* _Work instructions_
Extend the space news roundup on Sierra Nevada's Dream Chaser and NASA's upcoming missions, picking up right after its final sentence.

* _Page extract_

◇ ◇ ◇ ◇ ◇ ◇ ◇

In Today’s Deep Space Extra… Sierra Nevada selects ULA to rocket Dream Chaser to the International Space Station (ISS). NASA announced Wednesday it will study two potential secondary mission spacecraft, one of which could be selected to launch with the agency’s Interstellar Mapping and Acceleration Probe in late 2024.

Human Space Exploration

Private Dream Chaser space plane will ride new Vulcan rocket for NASA cargo launches
Coalition Members in the News – Northrop Grumman, United Launch Alliance
Space.com (8/14): On Wednesday, Sierra Nevada announced it has selected United Launch Alliance (ULA) and the new Vulcan Centaur rocket for launch services for the company’s winged, reusable Dream Chaser spacecraft in resupplying the six person International Space Station (ISS) through 2024. Sierra Nevada is one of three companies selected by NASA in January 2016 to launch cargo to the Space Station under a second phase of Commercial Resupply Services agreements. Sierra Nevada’s initial launch is planned for late 2021. Under the second phase, Northrop Grumman’s Cygnus and SpaceX’s Dragon will continue to launch cargo to the Station as well.

◇ ◇ ◇ ◇ ◇ ◇ ◇

* _Given data_
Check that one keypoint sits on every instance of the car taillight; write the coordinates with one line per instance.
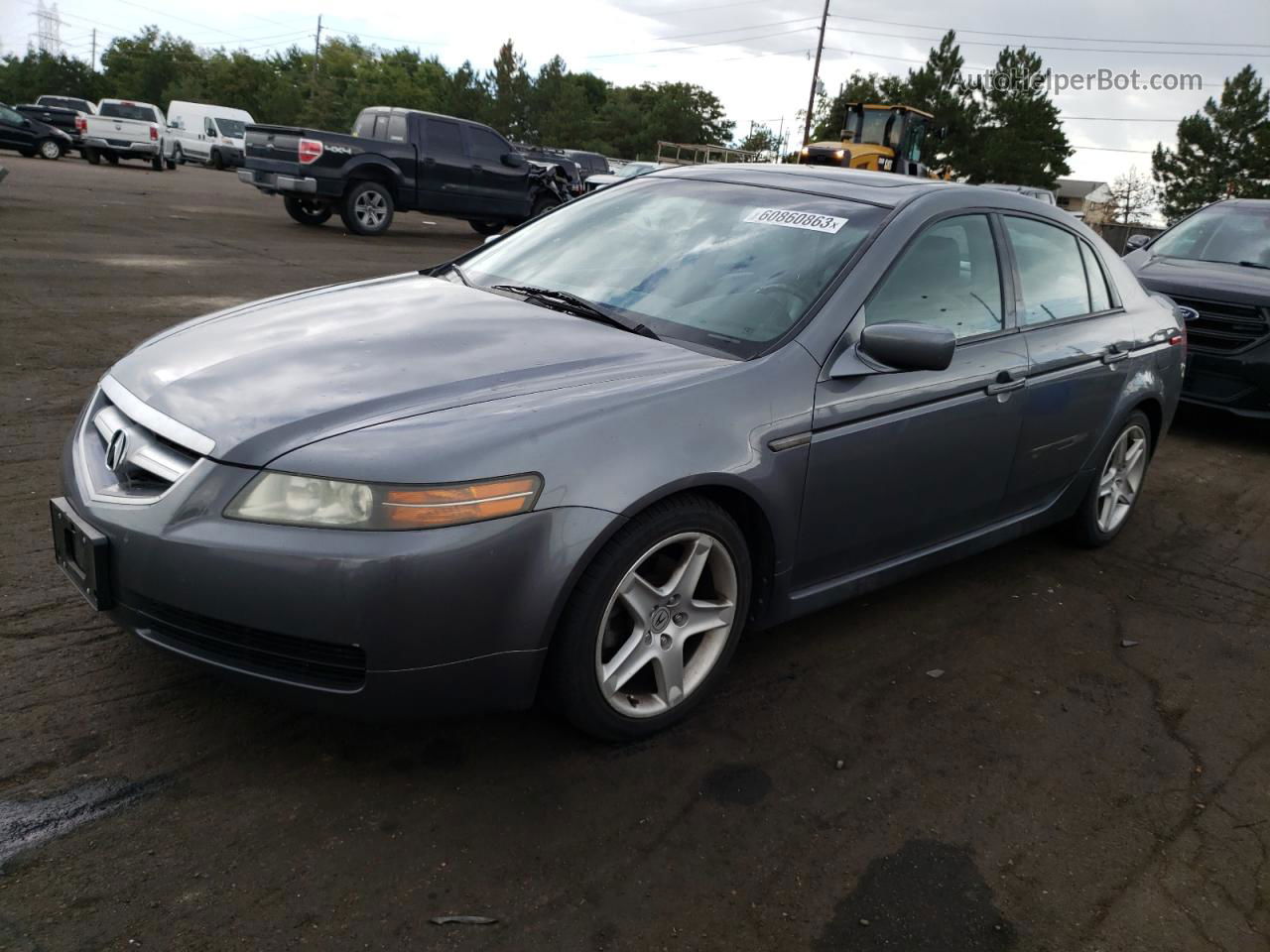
(310, 150)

◇ ◇ ◇ ◇ ◇ ◇ ◇

* _Solved problem_
Space Science

NASA selects proposals to further study the fundamental nature of space
Physics.org (814): NASA announced Wednesday it will study two potential secondary mission spacecraft, one of which could be selected to launch with the agency’s Interstellar Mapping and Acceleration Probe in late 2024. Each option will be the focus of a nine month, $400,000 study to assess its merits. One would image the boundary between the sun’s powerful magnetic influence and interstellar space, the other the boundary between the Earth’s outer most atmospheric layer and its interactions with the solar wind. The first could help to predict the threat posed by cosmic radiation to astronauts on deep space missions. The second could help to assess the impact of solar weather on radio transmissions.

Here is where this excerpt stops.